---- Текст
Чуть ли не в первый же день по приезде я, под руководством «Николая Ивановича» (так звали в Б. О. Зильберберга), приступила к работе.
Сопоставляя теперь условия нашей работы в динамитных мастерских с теми, при которых приходилось работать нашим предшественникам-народовольцам (о чем, например, рассказывает А. В. Прибылев в своих воспоминаниях «Динамитная мастерская»), [101] видно, насколько в наше время уже были преодолены трудности, так осложнявшие их работу. Техники Б. О. находились по сравнению с террористами «Народной Воли» в привилегированном положении. В распоряжении Б.О. всегда имелся готовый (фабричный) динамит, гремучий студень. Все это получалось от финнов. Не приходилось готовить их кустарным способом. Следовательно, самая опасная и длительная часть работы прежних динамитных мастерских была устранена. На нашу долю выпадала более легкая, чисто техническая часть: изготовление оболочек для снарядов, уменье наполнить и зарядить их. Для того же, чтобы приготовить оболочку, необходимо было всего только научиться паять. К этому, прежде всего, я и приступила. Паять — работа нетрудная, и скоро у меня из кусков жести начали получаться ровные трубочки, наподобие той детской кухонной посуды, что продается всюду в магазинах.
101
Прибылев Александр Васильевич (1857–1936) — народоволец, в 1882 г. стал «хозяином» динамитной мастерской; по «процессу 17-ти» осужден на 15 лет каторжных работ. По возвращении после каторги и ссылки в Европейскую Россию в 1904 г. вступил в партию эсеров. Автор книги воспоминаний «В динамитной мастерской и Карийская политическая тюрьма» (Л., 1924).
Всю работу по приготовлению снаряда можно разделить на несколько частей: изготовление запальных трубок, затем — самой оболочки снаряда и начинка ее динамитом. Последний момент работы, это — вложить запалы в снаряд, т. е. зарядить его.
Инструменты для работы были самые примитивные: медный молоток, который нагревали на спиртовке, напильник, ножницы для жести; наждачная бумага, пипетка для наполнения серной кислотой стеклянной трубочки запала, циркуль.
--------
---- Записи набора данных
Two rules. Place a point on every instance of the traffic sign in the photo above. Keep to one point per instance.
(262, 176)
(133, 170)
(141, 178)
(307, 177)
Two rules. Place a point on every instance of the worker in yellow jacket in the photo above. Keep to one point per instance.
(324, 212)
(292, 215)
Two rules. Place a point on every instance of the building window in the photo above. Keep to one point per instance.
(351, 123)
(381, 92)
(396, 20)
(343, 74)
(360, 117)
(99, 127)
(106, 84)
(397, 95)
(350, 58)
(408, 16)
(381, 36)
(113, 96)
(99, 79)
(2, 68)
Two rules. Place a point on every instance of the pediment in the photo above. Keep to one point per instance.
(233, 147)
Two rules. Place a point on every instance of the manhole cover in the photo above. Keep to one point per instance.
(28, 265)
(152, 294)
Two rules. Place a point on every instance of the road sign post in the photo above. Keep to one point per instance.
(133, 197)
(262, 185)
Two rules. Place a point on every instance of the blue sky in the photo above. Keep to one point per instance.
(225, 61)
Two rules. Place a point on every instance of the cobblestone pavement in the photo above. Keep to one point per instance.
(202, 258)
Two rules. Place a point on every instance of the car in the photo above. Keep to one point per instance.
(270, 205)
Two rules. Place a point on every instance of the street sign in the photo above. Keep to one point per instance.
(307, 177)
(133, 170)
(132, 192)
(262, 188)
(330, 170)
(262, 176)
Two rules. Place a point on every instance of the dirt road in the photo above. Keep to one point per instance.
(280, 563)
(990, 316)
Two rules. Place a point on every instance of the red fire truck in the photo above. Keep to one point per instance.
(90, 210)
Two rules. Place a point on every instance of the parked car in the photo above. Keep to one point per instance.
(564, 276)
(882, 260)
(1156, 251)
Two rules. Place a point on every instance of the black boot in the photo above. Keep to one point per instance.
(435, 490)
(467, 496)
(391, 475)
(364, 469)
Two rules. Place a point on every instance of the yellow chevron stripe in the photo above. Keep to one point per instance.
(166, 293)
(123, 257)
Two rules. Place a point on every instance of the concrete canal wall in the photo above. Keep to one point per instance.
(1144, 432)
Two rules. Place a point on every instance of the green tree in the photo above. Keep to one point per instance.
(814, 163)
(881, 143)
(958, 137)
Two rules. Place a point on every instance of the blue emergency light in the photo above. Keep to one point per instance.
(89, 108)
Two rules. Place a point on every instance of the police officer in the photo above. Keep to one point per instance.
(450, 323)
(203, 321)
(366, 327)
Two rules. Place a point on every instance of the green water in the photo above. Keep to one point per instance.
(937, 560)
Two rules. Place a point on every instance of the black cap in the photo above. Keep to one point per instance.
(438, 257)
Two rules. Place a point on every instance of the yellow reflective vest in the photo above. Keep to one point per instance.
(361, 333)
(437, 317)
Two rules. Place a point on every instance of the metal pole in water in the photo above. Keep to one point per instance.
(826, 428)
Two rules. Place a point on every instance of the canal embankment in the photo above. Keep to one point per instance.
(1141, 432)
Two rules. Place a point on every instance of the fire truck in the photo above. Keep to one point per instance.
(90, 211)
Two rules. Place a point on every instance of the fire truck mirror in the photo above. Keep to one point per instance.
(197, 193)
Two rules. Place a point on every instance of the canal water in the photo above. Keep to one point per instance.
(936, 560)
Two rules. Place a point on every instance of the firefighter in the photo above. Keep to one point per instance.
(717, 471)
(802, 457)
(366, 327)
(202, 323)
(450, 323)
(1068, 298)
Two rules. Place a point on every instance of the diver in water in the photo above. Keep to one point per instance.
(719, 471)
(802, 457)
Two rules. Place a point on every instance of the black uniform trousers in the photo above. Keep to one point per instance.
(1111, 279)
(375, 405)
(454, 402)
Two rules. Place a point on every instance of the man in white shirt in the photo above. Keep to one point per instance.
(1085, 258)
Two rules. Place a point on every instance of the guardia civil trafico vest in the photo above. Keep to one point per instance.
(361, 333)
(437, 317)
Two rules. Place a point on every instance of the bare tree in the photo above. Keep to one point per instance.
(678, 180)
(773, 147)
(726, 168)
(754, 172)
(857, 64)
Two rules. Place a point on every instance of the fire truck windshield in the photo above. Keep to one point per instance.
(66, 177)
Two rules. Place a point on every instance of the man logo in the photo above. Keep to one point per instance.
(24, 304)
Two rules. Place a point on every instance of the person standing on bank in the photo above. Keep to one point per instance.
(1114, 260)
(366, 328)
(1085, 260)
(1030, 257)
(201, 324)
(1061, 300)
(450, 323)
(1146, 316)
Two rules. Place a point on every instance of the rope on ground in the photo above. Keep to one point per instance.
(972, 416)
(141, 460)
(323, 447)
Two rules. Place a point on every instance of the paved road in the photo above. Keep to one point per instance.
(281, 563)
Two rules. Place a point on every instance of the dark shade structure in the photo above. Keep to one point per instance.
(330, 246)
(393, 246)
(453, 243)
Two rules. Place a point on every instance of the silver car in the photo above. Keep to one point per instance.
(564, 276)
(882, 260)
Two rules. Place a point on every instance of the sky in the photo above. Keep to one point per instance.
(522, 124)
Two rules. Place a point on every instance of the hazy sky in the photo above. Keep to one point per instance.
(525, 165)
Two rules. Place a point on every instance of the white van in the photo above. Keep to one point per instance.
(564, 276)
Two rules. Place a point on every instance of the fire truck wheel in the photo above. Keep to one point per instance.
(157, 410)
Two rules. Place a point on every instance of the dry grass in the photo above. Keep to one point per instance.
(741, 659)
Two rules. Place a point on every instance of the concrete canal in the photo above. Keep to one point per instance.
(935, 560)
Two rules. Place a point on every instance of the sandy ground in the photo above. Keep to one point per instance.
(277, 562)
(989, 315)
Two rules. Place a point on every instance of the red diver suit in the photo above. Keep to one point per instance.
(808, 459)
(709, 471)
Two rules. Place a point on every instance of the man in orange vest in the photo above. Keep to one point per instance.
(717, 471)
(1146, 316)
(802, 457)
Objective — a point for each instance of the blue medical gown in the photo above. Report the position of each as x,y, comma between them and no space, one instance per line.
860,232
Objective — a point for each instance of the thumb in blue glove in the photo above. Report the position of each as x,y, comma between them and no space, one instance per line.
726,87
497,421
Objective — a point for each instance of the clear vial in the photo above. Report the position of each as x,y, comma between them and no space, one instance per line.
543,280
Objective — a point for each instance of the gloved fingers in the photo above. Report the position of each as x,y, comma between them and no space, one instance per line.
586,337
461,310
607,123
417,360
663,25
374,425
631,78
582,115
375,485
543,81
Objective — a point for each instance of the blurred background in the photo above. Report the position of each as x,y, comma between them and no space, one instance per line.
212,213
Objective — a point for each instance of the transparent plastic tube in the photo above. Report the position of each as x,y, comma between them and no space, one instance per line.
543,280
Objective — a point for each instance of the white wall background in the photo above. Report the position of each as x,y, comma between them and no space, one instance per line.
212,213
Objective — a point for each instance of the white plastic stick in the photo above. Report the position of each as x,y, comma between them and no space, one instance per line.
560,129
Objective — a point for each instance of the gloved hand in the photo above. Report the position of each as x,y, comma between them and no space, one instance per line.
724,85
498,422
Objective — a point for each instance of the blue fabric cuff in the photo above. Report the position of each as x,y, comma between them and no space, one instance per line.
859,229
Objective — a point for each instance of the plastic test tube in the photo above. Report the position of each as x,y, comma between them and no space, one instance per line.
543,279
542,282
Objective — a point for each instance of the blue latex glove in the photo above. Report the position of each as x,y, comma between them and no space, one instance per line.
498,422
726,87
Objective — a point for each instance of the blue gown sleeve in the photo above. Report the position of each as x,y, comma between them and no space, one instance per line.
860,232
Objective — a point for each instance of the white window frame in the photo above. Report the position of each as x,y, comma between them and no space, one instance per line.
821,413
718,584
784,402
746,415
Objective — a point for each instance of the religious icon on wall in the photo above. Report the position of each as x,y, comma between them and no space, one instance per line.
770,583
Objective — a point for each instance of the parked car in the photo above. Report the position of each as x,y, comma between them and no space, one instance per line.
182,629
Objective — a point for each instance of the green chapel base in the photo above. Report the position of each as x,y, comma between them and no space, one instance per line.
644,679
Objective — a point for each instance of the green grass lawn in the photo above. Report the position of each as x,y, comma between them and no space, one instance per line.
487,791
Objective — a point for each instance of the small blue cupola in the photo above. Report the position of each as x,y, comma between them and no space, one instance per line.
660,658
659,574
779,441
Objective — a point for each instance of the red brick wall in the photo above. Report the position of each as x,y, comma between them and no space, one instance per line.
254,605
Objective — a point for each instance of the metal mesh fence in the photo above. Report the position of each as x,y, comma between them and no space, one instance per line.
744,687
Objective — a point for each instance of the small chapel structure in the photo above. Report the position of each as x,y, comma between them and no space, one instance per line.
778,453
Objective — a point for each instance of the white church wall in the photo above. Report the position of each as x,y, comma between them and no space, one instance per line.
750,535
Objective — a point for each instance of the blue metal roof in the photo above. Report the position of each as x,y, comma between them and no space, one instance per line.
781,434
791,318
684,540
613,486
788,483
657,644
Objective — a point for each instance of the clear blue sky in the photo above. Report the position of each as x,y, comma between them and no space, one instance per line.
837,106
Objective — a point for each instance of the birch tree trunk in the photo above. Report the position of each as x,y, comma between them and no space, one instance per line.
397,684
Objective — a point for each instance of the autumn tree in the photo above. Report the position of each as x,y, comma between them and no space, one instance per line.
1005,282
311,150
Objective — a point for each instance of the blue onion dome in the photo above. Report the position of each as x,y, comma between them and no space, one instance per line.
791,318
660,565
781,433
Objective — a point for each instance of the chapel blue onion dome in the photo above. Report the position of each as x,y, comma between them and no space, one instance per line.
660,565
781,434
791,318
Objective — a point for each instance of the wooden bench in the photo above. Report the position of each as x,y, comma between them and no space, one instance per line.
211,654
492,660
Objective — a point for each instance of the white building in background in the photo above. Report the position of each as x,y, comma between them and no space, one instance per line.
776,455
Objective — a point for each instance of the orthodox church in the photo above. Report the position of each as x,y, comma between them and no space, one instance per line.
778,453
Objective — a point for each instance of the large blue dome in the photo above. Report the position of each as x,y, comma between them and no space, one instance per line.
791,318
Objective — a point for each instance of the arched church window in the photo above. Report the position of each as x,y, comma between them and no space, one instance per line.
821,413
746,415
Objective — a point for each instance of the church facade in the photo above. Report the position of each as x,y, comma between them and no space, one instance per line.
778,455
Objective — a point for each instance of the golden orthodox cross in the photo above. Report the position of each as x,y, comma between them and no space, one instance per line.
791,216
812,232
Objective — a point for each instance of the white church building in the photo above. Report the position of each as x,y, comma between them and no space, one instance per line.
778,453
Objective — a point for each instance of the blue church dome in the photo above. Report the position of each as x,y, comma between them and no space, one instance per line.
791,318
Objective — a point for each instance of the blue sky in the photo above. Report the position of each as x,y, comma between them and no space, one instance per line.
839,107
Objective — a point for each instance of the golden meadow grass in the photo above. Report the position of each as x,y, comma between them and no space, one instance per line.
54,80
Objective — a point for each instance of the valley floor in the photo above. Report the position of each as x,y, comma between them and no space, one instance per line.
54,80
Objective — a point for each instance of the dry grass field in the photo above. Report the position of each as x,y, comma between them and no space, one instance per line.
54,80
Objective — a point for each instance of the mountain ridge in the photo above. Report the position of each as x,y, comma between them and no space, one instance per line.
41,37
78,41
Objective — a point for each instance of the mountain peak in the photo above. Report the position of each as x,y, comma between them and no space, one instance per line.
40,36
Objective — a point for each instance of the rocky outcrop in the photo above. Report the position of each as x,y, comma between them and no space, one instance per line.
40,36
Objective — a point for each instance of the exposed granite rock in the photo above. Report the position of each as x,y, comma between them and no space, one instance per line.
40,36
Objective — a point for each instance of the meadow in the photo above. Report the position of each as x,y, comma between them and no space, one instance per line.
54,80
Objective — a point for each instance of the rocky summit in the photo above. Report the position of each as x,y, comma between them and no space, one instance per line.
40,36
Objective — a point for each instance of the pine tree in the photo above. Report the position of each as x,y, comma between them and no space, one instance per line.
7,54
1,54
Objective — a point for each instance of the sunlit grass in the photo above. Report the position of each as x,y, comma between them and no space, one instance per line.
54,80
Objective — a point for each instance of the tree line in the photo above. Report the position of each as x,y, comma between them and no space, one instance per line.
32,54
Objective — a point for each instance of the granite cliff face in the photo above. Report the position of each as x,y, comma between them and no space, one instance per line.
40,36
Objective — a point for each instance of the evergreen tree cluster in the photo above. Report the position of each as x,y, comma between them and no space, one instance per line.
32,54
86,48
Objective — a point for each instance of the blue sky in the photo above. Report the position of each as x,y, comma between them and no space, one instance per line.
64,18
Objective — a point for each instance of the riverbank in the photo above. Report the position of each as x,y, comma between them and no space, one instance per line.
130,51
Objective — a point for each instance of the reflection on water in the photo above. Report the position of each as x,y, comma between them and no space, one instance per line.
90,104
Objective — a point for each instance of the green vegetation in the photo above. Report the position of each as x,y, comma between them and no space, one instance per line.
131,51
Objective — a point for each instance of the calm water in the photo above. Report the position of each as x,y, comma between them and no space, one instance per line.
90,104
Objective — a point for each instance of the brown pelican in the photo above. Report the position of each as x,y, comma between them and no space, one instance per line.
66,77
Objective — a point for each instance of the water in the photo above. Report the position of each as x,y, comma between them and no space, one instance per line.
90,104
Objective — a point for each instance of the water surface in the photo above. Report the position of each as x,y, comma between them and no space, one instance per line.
--------
(Задание 1) Найдите в записях все строки, где встречается слово «clear», и перепишите их. Регистр букв учитывается.
(Задание 2) Продолжите воспоминания о работе в динамитной мастерской, начав сразу после их последнего предложения.

(Итоговый ответ 1)
Objective — a point for each instance of the clear vial in the photo above. Report the position of each as x,y, comma between them and no space, one instance per line.
Objective — a point for each instance of the clear blue sky in the photo above. Report the position of each as x,y, comma between them and no space, one instance per line.

(Итоговый ответ 2)
Обычно сначала мы изготовляли запальные трубки, точно вычислив их необходимый размер. Спаяв при помощи медного молотка запальную трубочку из жести, готовили для нее крышку, тоже жестяную, а к оболочке, уже вычисленной и вырезанной из большого листа жести, припаивали в двух местах под перпендикуляром еще две трубочки, также из жести, куда и вкладывались впоследствии запалы. В запальную трубку помещали стеклянную трубочку, наполненную серной кислотой. Эти трубочки особой формы с двумя дутыми шариками на концах мы получали также от финнов, а кислотой наполняли их сами, сами же и запаивали свободный конец. Затем привязывали тонкой проволокой на средину трубочки свинцовый грузик. Он должен был скользить по стержню трубки от шарика к шарику, но не падать резко, чтоб при случайном или неосторожном движении не разбить трубки. На дно жестяной трубки запала помещали патрон гремучей ртути, вставляли трубку с серной кислотой, на наружный конец которой одевали пробковый кружок. Последний придавал ей устойчивость. В запал насыпали смесь бертолетовой соли с сахаром. Закрывали запал крышкой. При падении свинцовый груз разбивал стеклянную трубочку, вспыхивала смесь бертолетовой соли с сахаром, огонь взрывал патрон гремучей ртути, от которого в свою очередь взрывался динамит, наполнявший снаряд.
Таким образом, успех взрыва зависел от тщательного оборудования запала.
Словом, это были такие же снаряды, какие приготовлял еще Кибальчич, [102] — но только значительно усовершенствованные.
Неудобство нашего положения было только в том, что мы не имели возможности производить опыты с целыми снарядами, да они, в сущности, являлись излишними, так как необходимо было проверить только запал. Первый изготовленный мною запал проверял «Николай Иванович». Опыт прошел удачно.
102
Кибальчич Николай Иванович (1855–1881) — народоволец, «техник» партии; им были изготовлены снаряды, использованные при убийстве Александра II 1 марта 1881 г. Казнен вместе с другими «первомартовцами».